> [PASSAGE]

The Household Survey: What’s in the BLS Employment Situation Summary?

Economic data can be a challenge to understand, and the Bureau of Labor Statistics, responsible for tracking a vast array of economic data for the United States, can be especially complex. Here’s a short guide to deciphering one of the two parts of the summary: The Household Survey. The figures reported by the BLS are widely used as economic indicators and are heavily reported on each month. Understanding how to walk through the report is a great way to stay abreast of changes in the economy and job market.

What’s in the BLS Employment Situation Summary?

The monthly report consists of two main sections, The Household Survey and The Establishment Survey. In this post, we’ll walk through how to understand The Household Survey. Stay tuned for our future guide to The Establishment Survey.

What does The Household Survey track?

This part of the report is focused on people – namely, the workforce.

Unemployment
This reports the number of unemployed persons in the US, broken down by various demographic factors for those interested in diving into the details. It also reports the unemployment rate (the rate of people in the workforce who are unemployed and actively searching for work).

> [GIVEN INFORMATION]
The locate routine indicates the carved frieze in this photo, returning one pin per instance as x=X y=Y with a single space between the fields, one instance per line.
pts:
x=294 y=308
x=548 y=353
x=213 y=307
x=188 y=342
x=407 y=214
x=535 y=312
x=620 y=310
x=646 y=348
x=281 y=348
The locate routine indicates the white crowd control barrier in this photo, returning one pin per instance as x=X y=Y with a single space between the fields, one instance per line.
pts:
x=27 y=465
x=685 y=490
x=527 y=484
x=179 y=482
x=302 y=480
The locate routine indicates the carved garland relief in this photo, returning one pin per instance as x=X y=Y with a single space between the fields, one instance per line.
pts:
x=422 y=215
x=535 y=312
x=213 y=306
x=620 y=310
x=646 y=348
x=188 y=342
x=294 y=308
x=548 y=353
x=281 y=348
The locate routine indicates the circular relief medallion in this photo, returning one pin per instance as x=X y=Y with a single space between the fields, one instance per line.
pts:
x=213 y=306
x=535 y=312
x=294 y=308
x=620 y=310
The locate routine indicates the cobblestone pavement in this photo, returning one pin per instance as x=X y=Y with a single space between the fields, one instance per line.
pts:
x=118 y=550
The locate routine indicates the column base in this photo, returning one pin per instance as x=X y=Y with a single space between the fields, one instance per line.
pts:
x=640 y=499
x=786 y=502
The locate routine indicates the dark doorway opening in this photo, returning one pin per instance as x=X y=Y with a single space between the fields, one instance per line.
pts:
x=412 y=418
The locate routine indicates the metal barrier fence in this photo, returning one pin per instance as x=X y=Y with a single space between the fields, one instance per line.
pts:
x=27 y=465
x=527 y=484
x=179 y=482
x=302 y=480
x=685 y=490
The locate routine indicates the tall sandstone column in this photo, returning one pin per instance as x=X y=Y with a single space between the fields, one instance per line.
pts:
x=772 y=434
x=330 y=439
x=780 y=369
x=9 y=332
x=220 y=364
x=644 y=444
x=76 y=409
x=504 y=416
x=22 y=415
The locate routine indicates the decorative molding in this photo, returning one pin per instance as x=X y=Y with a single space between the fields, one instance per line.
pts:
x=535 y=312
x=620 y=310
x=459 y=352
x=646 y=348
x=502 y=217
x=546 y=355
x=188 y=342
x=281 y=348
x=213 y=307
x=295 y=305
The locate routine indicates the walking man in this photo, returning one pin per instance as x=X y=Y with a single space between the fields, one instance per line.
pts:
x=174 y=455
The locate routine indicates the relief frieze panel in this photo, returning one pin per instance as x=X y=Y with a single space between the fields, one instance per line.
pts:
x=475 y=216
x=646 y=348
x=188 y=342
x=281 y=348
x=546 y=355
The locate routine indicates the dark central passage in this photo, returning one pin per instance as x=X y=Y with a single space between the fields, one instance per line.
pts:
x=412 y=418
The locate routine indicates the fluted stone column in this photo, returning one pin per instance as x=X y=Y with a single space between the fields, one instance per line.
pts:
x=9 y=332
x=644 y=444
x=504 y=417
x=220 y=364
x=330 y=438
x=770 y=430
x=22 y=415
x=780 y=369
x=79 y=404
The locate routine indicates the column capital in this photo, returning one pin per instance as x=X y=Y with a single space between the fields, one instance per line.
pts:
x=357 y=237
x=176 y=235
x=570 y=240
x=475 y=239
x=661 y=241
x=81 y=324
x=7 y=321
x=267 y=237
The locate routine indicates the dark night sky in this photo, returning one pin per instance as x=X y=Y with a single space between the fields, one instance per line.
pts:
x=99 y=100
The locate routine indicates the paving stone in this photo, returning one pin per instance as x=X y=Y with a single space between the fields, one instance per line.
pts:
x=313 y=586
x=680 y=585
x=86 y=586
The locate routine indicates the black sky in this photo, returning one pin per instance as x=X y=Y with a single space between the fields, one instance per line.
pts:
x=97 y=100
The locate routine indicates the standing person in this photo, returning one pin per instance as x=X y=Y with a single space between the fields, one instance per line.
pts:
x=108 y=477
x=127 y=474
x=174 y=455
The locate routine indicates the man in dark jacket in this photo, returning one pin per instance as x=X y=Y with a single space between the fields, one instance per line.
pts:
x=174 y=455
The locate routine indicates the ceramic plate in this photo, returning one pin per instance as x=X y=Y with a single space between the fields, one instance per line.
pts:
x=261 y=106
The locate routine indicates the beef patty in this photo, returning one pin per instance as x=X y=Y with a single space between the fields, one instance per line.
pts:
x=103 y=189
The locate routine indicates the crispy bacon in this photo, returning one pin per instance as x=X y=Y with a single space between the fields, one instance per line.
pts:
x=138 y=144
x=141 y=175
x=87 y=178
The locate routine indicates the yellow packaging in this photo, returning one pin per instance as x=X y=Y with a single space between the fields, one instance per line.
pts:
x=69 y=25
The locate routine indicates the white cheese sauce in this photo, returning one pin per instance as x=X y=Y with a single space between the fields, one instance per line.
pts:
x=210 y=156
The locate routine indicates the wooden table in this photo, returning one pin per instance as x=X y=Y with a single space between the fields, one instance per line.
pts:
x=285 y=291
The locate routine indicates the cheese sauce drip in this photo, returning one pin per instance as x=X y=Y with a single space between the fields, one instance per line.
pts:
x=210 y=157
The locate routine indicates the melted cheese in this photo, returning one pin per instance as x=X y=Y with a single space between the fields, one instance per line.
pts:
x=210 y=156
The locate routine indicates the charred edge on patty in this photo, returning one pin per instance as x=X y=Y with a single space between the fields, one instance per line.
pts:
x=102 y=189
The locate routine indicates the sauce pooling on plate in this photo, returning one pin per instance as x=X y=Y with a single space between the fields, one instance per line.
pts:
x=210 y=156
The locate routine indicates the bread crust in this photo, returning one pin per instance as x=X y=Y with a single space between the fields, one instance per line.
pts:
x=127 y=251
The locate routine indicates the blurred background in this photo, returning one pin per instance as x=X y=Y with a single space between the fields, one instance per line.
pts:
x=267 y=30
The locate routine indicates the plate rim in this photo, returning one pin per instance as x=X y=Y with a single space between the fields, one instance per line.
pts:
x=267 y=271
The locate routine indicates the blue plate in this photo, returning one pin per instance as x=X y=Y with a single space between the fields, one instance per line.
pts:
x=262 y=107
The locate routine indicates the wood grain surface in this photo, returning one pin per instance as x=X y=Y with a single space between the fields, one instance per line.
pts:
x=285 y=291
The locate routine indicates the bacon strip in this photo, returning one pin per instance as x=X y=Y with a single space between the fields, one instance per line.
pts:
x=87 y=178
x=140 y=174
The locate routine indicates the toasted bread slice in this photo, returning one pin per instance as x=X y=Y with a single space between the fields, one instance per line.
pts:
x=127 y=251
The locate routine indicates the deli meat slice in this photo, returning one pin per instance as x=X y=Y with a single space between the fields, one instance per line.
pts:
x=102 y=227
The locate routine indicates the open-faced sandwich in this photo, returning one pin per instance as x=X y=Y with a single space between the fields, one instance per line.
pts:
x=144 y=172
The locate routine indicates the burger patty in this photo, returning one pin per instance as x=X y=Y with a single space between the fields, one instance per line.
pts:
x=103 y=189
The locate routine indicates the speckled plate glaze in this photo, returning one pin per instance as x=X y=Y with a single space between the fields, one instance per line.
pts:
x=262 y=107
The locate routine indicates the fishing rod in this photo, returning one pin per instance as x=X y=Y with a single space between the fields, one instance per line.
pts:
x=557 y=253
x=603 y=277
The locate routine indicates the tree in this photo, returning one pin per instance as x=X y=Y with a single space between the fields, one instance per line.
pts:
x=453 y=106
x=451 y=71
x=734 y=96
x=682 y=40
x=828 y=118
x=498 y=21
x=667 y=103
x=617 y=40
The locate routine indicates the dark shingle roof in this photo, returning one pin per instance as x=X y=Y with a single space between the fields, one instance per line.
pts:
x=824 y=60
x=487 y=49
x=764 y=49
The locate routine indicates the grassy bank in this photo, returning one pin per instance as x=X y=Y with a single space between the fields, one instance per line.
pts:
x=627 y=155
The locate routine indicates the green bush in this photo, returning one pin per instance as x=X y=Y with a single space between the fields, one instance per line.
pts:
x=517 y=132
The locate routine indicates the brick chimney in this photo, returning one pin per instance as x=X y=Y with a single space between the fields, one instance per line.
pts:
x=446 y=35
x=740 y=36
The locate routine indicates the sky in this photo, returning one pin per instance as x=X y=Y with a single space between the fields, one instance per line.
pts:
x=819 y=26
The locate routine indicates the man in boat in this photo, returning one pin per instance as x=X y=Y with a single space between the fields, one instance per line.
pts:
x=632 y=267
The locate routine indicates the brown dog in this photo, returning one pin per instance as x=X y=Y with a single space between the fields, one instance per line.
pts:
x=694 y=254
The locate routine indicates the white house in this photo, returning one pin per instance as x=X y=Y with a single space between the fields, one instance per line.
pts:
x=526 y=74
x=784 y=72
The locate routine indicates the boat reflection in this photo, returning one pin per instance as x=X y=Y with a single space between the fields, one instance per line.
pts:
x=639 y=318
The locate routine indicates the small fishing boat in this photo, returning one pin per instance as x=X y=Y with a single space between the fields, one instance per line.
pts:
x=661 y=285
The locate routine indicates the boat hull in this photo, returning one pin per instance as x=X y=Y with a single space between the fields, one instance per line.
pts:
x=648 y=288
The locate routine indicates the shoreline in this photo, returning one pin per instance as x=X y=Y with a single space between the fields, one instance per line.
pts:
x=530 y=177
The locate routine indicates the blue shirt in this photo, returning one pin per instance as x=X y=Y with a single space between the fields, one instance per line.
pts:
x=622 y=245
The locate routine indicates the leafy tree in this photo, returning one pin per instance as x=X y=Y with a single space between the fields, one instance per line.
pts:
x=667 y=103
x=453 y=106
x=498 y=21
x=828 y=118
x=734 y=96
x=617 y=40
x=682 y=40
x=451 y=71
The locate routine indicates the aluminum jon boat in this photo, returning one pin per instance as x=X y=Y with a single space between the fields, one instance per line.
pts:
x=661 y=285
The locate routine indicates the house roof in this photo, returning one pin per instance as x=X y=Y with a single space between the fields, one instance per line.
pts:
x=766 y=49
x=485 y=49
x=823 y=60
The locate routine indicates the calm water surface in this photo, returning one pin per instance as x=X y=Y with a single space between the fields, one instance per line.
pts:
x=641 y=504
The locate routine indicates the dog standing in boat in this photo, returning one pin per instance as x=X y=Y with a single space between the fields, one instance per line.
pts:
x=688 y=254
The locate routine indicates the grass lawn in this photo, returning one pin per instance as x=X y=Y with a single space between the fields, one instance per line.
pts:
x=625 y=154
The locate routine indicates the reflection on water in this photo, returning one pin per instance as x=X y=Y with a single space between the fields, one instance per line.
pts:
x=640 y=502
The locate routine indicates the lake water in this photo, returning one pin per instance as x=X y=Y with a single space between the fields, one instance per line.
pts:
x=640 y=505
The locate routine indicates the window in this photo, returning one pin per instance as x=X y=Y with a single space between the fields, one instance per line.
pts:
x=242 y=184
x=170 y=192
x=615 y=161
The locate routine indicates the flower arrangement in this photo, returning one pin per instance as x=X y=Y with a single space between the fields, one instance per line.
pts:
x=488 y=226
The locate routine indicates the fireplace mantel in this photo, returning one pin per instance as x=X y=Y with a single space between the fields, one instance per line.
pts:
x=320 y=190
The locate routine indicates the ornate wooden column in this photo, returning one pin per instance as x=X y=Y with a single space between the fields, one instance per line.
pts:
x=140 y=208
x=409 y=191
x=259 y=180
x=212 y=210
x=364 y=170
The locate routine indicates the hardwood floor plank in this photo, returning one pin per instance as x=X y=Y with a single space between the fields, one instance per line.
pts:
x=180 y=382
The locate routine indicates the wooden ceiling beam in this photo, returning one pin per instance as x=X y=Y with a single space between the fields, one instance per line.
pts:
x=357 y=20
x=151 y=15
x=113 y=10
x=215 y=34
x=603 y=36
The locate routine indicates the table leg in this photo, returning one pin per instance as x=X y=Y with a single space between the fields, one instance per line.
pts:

> [PROBLEM SET]
1 > Reproduce word for word the part of the Household Survey guide that opens with the words "Economic data can" and closes with "and job market.".
2 > In the Household Survey guide, what are the two main sections of the monthly report?
3 > Write what comes next in the Household Survey guide, picking up after its last sentence.

> [ANSWERS FOR EACH ITEM]
1 >
Economic data can be a challenge to understand, and the Bureau of Labor Statistics, responsible for tracking a vast array of economic data for the United States, can be especially complex. Here’s a short guide to deciphering one of the two parts of the summary: The Household Survey. The figures reported by the BLS are widely used as economic indicators and are heavily reported on each month. Understanding how to walk through the report is a great way to stay abreast of changes in the economy and job market.

2 > The Household Survey and The Establishment Survey.

3 >
Length of Unemployment
The length of time a person is unemployed is tracked, with special focus recently on the long-term unemployment rate (those looking for work for more than 27 weeks). Over the course of the COVID pandemic, this number was impacted greatly.

Job Leavers
Those who left their jobs voluntarily to either start a new one or immediately begin a search. This figure has been another focus as The Great Resignation emerged, shaking up the labor market.

Labor Force Participation
This is the percentage of the US population that is either working or actively looking. A higher rate means that more of the population is working, often considered a good economic sign.

Part-time Workers
Both those who are working part-time for economic reasons and those doing so voluntarily is broken down. The number of people working part-time for economic reasons are those who would prefer to be full-time but have not found full-time work.

Discouraged Workers
Those who want to work but have given up because they couldn’t find a job are called discouraged workers and are no longer in the workforce.

Supplementary Data
The BLS has recently begun to include additional data that came about due to COVID. The rate of those working remotely is now included, as is the number of people who reported losing work due to COVID-related business closures.